■ PROBLEMS TO SOLVE:
(1) In the passage on developing light responsiveness in horses, what are horses primarily trained by?
(2) Carry on the guide to developing a horse's responsiveness to light cues from the point where the passage stops.

**** PASSAGE PROVIDED

How to Develop Light
Responsiveness in Your Horse

One of the things I see when people ride is that they don’t want to hurt their horses with the bit or their feet.

Of course, you don’t. No one wants to do that.

The other side of that coin is that if you ask too lightly with your cues and they don’t respond, then you release them; you have just trained them to be unresponsive to light signals. That’s not good, either.

So what I’m about to share with you are guidelines for developing your horse’s responsiveness to light cues. That’s what this video is all about.


There are four essential elements:

  • Ask lightly first
  • Release the horse if they respond appropriately
  • If the horse does not respond, find the threshold of pressure where they do respond
  • Release

Here are the steps explained in more detail. , Each one is important.

1. Always ask with a light cue. A common mistake is that folks think their horse is not responsive, so they begin by giving a higher energy, more forceful bump or bang. Here’s the problem. That’s not allowing a horse to respond to a light cue; they’re teaching them to respond to force. Always ask with a soft touch first.

2. If your horse responds to the light cue, release them immediately. Immediately is the keyword. If you wait to release the pressure, they may begin random behaviors you do not want to find the release. And then, if the discharge is at the wrong time, horses associate their odd behavior with how they got relief. And they’ll likely do what you don’t want again. That’s how poor habits are developed. Horses are primarily trained by the release of pressure, not the application of it. Be precise in the release.

********
**** RECORDS SHOWN

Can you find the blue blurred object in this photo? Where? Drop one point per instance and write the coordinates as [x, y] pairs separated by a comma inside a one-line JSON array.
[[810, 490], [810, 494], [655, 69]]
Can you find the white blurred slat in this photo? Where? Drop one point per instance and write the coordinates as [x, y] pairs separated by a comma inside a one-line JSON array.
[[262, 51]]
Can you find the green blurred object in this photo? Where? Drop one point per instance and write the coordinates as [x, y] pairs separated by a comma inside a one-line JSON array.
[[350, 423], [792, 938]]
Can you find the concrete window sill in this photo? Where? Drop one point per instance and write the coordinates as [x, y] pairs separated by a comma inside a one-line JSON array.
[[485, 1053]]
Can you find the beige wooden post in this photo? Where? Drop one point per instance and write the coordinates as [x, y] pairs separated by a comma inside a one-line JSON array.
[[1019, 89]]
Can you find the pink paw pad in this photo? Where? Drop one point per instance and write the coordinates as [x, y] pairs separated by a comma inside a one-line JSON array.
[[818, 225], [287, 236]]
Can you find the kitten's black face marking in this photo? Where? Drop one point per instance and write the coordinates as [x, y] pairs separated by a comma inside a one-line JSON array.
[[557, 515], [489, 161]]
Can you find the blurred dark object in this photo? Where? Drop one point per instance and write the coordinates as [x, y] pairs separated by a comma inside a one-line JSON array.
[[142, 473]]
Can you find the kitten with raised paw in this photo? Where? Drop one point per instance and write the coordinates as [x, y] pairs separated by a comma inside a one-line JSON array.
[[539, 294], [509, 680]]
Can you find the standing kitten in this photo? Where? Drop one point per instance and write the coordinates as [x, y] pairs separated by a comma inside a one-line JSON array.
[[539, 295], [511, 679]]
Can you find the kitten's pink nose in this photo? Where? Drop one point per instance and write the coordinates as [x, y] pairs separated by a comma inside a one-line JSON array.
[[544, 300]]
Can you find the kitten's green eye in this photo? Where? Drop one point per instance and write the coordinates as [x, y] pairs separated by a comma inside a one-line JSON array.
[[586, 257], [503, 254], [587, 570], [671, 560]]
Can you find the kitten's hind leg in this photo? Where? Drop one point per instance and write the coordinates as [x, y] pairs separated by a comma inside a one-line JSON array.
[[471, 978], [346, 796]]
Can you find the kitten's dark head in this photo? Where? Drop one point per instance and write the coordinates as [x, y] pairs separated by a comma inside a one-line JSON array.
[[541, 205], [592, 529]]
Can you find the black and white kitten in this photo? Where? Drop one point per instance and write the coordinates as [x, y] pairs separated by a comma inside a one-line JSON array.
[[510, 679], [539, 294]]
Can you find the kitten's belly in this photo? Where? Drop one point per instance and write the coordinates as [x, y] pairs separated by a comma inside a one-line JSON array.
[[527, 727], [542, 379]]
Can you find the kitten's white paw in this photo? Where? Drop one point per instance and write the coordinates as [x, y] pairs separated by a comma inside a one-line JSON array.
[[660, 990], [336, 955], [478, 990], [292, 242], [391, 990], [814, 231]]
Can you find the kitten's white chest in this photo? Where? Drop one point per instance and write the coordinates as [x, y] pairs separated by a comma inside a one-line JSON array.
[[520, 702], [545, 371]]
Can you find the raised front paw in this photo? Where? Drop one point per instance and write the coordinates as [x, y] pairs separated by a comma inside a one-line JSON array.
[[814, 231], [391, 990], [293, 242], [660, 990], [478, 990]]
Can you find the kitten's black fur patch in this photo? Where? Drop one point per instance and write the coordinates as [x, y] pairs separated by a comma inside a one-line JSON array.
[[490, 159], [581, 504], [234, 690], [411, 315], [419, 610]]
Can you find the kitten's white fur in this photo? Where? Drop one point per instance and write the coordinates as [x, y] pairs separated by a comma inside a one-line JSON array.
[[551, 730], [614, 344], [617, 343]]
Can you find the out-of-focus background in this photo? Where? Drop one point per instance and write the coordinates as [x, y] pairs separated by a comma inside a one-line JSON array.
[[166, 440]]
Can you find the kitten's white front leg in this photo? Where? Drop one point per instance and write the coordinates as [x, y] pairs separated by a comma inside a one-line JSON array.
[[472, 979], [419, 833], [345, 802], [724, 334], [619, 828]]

********

■ ANSWERS IN ORDER:
(1) Horses are primarily trained by the release of pressure, not the application of it.

(2)
3. If your horse does not respond to light pressure, add more energy to your hands or feet in gradients—release when you get a try or the response you want. For example, push more firmly with your foot for some disciplines. Or give a bit of a boot to spark increase their speed or crispness. And once again, the moment your horse tries or improves their response, immediately release the pressure.

4. Don’t drill, drill, drill. If your horse tends to be laid back or not very responsive, once you follow the steps above and get a good response – and release – you can repeat the sequence, but that’s it for that lesson, or at least give asking your horse to repeat the behavior a rest for a while. One of the biggest mistakes folks make is to keep asking and asking.

It’s about being clear about how you ask (lightly) and your follow-up – release or more energy – and constantly releasing at the right time.

Let me know what you think. I hope that helps.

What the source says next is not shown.